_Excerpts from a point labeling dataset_
* * *

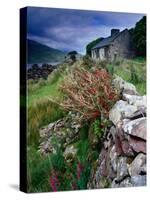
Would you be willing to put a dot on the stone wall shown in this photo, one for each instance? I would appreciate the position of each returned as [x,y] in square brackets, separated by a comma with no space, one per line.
[36,72]
[122,160]
[121,47]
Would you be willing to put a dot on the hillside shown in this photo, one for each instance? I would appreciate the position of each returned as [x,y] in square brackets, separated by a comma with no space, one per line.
[39,53]
[91,151]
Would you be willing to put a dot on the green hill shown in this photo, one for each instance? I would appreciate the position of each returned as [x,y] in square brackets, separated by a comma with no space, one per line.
[39,53]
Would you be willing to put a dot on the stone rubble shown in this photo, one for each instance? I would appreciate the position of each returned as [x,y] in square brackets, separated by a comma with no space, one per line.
[122,160]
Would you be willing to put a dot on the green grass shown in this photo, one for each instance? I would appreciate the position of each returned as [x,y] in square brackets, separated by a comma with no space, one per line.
[41,112]
[127,68]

* * *

_Work to do_
Extract every line of the data above verbatim, omitting the pictures.

_Solution to this problem_
Would you be willing to put a dot on the stone wall shown in this photo, one for each instance? I would appreciate the position of each returned as [x,y] in square brackets, separated by a comma with no space, one per line.
[36,72]
[122,160]
[121,47]
Would you be willing to put a dot on the hillside shown in this photo, one for each instance? I would appreciate the position of each returned as [x,y] in square brackets, separated by a comma with no space, one per line.
[39,53]
[91,151]
Would you be willing to put a dot on the green hill shown in this photo, one for each instance? I would appreciate the position of each returned as [x,y] in square brackets, separated by a comma with no space, one per line.
[39,53]
Would you be willing to put a dot on the stone rubble shown in this photo, one for each instance? I would appreciate the position of each returned as [x,y] in square brackets, separated by a comma with no space, one per line.
[122,160]
Would you be willing to put a dot on the green grass shown in this photo, one for each instance? I would appreciate the position of each returned as [x,y] in square brackets, separated by a comma with no space, one per line.
[41,112]
[127,68]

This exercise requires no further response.